Copy the data below from the line containing "Could you spot the boy's smile" through the end, swapping "boy's smile" for "boy's grin" and leaving everything else unchanged.
--- begin MATERIAL ---
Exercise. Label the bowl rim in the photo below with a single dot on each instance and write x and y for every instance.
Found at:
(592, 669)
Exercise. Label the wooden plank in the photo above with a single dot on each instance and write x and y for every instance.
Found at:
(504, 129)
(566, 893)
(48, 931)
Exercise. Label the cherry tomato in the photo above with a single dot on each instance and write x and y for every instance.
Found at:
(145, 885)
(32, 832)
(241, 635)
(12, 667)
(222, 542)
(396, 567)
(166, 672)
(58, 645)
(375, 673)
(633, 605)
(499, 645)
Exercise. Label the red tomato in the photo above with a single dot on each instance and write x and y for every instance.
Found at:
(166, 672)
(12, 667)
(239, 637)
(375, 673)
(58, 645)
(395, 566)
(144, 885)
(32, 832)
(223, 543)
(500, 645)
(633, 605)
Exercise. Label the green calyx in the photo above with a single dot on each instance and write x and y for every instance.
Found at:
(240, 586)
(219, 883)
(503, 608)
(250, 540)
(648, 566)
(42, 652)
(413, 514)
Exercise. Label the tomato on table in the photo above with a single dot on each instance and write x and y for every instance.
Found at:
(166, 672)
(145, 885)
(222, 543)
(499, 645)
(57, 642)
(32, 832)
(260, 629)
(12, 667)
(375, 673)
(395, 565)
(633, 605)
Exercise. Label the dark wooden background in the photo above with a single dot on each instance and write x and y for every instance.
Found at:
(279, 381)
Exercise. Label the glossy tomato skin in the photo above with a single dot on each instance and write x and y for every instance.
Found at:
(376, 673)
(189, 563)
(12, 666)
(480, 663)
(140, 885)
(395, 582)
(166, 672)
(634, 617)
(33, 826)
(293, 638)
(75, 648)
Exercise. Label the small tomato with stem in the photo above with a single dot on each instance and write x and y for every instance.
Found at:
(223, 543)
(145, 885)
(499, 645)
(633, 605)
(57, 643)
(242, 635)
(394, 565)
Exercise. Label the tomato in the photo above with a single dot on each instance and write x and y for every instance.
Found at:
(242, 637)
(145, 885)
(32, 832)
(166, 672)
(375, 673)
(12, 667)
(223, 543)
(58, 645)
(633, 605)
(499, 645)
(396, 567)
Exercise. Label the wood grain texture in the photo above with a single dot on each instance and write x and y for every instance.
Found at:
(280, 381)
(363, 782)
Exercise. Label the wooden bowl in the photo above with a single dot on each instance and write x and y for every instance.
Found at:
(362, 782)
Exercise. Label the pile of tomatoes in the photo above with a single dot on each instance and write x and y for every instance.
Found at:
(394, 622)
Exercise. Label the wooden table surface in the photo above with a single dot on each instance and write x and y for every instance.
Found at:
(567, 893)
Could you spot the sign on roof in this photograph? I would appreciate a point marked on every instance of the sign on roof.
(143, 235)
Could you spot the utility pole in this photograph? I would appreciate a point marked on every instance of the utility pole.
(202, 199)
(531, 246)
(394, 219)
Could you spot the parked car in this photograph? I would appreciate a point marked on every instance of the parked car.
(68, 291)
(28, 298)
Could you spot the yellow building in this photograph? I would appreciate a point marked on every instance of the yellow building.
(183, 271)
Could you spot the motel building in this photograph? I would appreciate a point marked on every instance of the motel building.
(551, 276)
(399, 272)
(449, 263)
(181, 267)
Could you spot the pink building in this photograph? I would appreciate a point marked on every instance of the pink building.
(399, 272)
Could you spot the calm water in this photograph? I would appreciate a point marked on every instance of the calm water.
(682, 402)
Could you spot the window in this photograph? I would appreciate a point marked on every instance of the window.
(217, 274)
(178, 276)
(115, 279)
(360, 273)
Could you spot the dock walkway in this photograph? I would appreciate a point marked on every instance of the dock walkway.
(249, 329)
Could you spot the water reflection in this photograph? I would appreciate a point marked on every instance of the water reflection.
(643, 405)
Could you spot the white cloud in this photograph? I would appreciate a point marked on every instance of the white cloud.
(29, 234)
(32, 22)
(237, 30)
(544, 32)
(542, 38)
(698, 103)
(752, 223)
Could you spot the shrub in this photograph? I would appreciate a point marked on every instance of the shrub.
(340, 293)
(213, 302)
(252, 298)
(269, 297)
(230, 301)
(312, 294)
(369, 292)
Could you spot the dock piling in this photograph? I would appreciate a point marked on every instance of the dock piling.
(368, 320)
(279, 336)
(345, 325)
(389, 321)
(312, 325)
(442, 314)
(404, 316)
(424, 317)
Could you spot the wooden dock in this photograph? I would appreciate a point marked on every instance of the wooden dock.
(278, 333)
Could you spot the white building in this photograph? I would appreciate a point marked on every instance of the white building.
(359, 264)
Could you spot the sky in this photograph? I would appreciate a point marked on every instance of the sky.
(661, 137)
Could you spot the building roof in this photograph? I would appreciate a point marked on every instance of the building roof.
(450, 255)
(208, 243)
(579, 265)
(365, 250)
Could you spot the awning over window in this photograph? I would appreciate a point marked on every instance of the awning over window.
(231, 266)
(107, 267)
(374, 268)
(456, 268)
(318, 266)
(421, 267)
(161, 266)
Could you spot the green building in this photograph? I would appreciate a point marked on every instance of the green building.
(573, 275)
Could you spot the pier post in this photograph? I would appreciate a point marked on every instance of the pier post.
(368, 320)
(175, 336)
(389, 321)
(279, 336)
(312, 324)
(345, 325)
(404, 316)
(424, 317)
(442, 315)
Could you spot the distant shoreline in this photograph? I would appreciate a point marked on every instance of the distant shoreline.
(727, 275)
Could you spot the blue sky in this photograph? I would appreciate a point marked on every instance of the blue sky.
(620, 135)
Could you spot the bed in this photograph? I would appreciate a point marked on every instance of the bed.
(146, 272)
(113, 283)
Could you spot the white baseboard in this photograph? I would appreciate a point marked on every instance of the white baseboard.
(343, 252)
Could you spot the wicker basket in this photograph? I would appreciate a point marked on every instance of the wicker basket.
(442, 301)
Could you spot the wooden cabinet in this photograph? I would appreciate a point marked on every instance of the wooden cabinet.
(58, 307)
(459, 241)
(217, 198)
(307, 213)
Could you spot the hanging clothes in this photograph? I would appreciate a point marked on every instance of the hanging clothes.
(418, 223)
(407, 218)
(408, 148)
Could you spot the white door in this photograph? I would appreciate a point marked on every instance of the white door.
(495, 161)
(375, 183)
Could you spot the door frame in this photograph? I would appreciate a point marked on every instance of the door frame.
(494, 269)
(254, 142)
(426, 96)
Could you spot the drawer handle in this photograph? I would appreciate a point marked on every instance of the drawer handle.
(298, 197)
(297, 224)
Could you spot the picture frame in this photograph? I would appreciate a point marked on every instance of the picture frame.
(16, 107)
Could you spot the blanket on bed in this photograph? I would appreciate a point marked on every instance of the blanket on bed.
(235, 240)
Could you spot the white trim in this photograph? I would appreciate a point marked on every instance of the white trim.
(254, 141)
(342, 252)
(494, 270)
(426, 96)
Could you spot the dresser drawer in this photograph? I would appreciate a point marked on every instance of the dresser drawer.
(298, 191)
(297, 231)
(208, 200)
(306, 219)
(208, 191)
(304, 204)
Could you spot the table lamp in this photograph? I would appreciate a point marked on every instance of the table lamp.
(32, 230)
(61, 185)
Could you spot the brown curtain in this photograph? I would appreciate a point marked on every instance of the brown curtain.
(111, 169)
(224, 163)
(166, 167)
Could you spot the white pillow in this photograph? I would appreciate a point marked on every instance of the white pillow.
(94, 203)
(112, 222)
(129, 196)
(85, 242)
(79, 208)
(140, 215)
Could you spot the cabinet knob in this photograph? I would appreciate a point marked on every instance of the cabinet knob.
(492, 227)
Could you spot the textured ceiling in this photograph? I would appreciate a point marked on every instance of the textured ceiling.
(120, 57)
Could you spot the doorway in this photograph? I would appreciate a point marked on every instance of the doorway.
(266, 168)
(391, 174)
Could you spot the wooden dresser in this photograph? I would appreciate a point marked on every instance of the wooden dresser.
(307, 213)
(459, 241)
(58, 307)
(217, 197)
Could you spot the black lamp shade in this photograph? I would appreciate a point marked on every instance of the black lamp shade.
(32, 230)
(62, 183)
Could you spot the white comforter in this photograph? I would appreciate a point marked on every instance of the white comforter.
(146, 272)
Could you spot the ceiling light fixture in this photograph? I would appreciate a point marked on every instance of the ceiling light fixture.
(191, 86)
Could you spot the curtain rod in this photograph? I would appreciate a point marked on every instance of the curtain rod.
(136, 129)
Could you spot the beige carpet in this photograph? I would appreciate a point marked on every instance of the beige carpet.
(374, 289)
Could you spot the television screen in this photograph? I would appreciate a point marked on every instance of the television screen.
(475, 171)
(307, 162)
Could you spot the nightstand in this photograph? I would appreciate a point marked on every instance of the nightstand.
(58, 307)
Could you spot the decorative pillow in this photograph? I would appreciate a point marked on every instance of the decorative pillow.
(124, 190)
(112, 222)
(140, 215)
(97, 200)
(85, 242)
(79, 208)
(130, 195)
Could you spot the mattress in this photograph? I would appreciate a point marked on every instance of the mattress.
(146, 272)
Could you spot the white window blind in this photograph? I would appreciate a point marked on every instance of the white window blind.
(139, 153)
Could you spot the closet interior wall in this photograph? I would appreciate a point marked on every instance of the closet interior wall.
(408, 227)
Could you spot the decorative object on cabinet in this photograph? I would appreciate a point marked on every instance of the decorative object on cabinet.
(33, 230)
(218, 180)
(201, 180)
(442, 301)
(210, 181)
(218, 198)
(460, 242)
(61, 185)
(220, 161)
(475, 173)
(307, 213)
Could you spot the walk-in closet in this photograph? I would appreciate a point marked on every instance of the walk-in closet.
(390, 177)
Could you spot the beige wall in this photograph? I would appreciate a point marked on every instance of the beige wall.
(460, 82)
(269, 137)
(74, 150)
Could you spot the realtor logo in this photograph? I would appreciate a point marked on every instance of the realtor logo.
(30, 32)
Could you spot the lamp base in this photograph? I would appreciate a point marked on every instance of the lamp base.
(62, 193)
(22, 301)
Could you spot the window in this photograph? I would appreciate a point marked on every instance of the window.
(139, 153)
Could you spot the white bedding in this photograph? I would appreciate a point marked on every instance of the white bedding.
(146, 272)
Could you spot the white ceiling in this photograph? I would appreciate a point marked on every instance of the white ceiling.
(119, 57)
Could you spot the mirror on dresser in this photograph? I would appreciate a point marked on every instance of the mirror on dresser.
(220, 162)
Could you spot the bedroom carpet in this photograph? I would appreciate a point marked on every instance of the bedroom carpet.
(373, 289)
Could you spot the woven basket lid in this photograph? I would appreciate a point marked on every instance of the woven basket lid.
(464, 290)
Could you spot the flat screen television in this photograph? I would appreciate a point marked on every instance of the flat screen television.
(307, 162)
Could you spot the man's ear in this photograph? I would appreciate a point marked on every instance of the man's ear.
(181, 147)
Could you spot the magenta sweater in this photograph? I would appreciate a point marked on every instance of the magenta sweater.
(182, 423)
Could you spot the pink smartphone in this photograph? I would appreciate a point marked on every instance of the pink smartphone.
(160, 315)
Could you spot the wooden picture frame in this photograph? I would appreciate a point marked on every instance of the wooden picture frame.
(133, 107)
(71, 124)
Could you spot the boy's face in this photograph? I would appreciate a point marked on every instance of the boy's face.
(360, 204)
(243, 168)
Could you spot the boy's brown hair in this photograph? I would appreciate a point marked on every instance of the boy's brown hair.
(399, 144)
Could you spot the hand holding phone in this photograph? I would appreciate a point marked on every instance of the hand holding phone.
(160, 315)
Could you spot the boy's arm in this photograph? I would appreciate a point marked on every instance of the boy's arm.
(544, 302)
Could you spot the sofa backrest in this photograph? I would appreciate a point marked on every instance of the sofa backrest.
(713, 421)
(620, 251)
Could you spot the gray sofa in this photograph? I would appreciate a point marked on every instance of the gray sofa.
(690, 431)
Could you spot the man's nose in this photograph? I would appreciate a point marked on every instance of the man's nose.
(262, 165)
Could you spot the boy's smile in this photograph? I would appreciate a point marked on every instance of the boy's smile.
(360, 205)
--- end MATERIAL ---
EXERCISE RESPONSE:
Could you spot the boy's grin in this photograph? I would appreciate a point marked on every instance of the boy's grin.
(360, 205)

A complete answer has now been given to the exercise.